--- start of Supplied data ---
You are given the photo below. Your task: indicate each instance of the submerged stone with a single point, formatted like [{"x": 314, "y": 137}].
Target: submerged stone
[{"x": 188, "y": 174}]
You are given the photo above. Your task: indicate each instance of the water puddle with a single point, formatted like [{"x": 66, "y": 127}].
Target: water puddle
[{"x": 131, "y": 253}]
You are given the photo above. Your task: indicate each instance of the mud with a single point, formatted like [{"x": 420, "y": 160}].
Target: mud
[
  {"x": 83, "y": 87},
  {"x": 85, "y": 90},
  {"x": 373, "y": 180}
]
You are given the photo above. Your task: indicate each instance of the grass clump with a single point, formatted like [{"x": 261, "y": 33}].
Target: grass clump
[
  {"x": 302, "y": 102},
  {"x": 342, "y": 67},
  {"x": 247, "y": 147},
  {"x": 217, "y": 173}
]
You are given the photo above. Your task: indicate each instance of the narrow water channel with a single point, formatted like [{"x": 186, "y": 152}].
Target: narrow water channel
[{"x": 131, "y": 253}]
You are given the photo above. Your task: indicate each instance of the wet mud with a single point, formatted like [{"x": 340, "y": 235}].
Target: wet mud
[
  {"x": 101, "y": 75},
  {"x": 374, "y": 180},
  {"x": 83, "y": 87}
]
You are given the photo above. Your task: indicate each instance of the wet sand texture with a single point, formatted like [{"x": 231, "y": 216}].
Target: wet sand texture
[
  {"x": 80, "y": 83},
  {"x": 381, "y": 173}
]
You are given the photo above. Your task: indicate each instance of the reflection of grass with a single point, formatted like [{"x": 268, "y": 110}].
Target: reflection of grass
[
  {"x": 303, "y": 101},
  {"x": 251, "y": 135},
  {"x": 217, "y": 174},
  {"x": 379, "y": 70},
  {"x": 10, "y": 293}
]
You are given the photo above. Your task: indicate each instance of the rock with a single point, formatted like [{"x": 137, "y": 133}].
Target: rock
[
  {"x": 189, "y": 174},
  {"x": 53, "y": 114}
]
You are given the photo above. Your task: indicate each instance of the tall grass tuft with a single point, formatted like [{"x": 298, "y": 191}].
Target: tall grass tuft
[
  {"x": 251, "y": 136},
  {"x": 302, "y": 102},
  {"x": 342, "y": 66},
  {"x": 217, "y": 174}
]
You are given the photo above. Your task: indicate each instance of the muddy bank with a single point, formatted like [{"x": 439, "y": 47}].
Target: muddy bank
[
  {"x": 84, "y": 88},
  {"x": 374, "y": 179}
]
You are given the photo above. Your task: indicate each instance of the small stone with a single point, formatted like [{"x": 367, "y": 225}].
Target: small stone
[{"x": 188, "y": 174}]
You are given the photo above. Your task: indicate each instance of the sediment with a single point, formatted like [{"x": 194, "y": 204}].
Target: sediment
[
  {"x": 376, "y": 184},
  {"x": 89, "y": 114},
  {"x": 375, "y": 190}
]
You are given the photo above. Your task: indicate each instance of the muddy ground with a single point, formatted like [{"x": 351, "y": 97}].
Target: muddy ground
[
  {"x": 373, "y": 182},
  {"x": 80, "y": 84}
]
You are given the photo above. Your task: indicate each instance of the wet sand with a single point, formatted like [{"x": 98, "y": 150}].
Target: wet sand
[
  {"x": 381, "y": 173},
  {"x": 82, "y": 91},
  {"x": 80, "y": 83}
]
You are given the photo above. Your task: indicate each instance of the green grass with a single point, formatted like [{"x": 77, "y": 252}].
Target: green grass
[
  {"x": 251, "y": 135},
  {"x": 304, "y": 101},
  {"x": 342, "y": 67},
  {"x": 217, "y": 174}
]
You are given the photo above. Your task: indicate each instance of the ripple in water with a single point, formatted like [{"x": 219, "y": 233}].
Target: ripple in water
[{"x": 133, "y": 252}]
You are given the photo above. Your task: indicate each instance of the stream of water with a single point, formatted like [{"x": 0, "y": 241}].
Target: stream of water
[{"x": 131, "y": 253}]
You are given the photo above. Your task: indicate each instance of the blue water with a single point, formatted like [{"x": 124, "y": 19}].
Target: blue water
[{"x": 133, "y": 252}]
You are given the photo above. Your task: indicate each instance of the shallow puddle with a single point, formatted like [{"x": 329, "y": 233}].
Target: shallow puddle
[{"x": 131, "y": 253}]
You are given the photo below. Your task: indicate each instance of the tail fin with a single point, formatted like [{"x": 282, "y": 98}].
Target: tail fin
--- end of Supplied data ---
__What to work on__.
Swap "with a single point" for "with one point" throughout all the items and leave every other part unchanged.

__Solved problem__.
You are given the photo below. Your task: indicate each instance of the submerged stone with one point, formatted like [{"x": 314, "y": 137}].
Target: submerged stone
[{"x": 188, "y": 174}]
You are given the photo above. Your task: indicate each instance of the water puddle with one point, formatted like [{"x": 66, "y": 127}].
Target: water puddle
[{"x": 131, "y": 253}]
You are given the photo above. Your task: indicate each instance of the mud with one point, formatted like [{"x": 420, "y": 160}].
Target: mud
[
  {"x": 83, "y": 87},
  {"x": 85, "y": 90},
  {"x": 373, "y": 180}
]
You are given the photo above. Your task: indicate each instance of the grass clump with one point, formatted like [{"x": 261, "y": 33}].
Target: grass clump
[
  {"x": 302, "y": 102},
  {"x": 342, "y": 67},
  {"x": 247, "y": 147},
  {"x": 217, "y": 173}
]
You are given the photo above. Your task: indicate each instance of the narrow water channel with one point, formatted like [{"x": 186, "y": 152}].
Target: narrow water channel
[{"x": 131, "y": 253}]
You are given the photo above. Your task: indicate each instance of the wet mud with one point, formatted like [{"x": 340, "y": 235}].
Target: wet mud
[
  {"x": 101, "y": 75},
  {"x": 374, "y": 180},
  {"x": 83, "y": 87}
]
You are given the photo above. Your task: indicate each instance of the wet sand texture with one point, formatted like [{"x": 231, "y": 216}].
Target: wet sand texture
[
  {"x": 80, "y": 83},
  {"x": 381, "y": 173}
]
You are given the photo above. Your task: indicate each instance of the reflection of grass with one point, formatted like [{"x": 268, "y": 110}].
Target: reflection of grass
[
  {"x": 303, "y": 101},
  {"x": 251, "y": 135},
  {"x": 217, "y": 174},
  {"x": 379, "y": 70},
  {"x": 10, "y": 293}
]
You are given the photo above. Your task: indicate each instance of the rock with one point, formatted like [{"x": 137, "y": 133}].
Target: rock
[
  {"x": 189, "y": 174},
  {"x": 53, "y": 114}
]
You are given the photo above. Your task: indicate each instance of the tall grass tuft with one point, formatted like [{"x": 298, "y": 191}].
Target: tall grass tuft
[
  {"x": 251, "y": 136},
  {"x": 302, "y": 102},
  {"x": 342, "y": 66},
  {"x": 217, "y": 174}
]
You are given the photo above. Your task: indicate each instance of the muddy bank with one point, formatted like [{"x": 439, "y": 47}].
Target: muddy bank
[
  {"x": 84, "y": 88},
  {"x": 374, "y": 179}
]
You are given the photo above. Your task: indicate each instance of the small stone with one point, formatted like [{"x": 367, "y": 225}].
Target: small stone
[{"x": 188, "y": 174}]
You are given the photo above. Your task: indicate each instance of the sediment with one point, formatted like [{"x": 194, "y": 204}].
Target: sediment
[
  {"x": 376, "y": 184},
  {"x": 89, "y": 114},
  {"x": 375, "y": 190}
]
You are given the photo above. Your task: indicate each instance of the muddy ground with one point, formatted like [{"x": 351, "y": 97}].
Target: muddy ground
[
  {"x": 373, "y": 182},
  {"x": 80, "y": 84}
]
You are given the photo above. Your task: indicate each instance of the wet sand with one point, formatted like [{"x": 98, "y": 150}].
Target: wet sand
[
  {"x": 381, "y": 173},
  {"x": 82, "y": 91},
  {"x": 80, "y": 83}
]
You are given the photo above. Your task: indicate each instance of the green grass with one point, formatted like [{"x": 77, "y": 252}].
Target: green grass
[
  {"x": 251, "y": 135},
  {"x": 304, "y": 101},
  {"x": 342, "y": 67},
  {"x": 217, "y": 174}
]
You are given the photo above. Your task: indicate each instance of the ripple in water with one point, formatted like [{"x": 219, "y": 233}].
Target: ripple in water
[{"x": 133, "y": 252}]
You are given the photo above. Your task: indicate each instance of the stream of water with one point, formatted like [{"x": 0, "y": 241}].
Target: stream of water
[{"x": 131, "y": 253}]
You are given the photo above. Your task: indicate each instance of the blue water with one point, formatted like [{"x": 124, "y": 19}].
Target: blue water
[{"x": 133, "y": 252}]
You are given the photo above. Your task: indicate each instance of the shallow puddle with one point, formatted like [{"x": 329, "y": 233}].
Target: shallow puddle
[{"x": 131, "y": 253}]
You are given the photo below. Your task: indicate each instance of the tail fin with one point, formatted like [{"x": 282, "y": 98}].
Target: tail fin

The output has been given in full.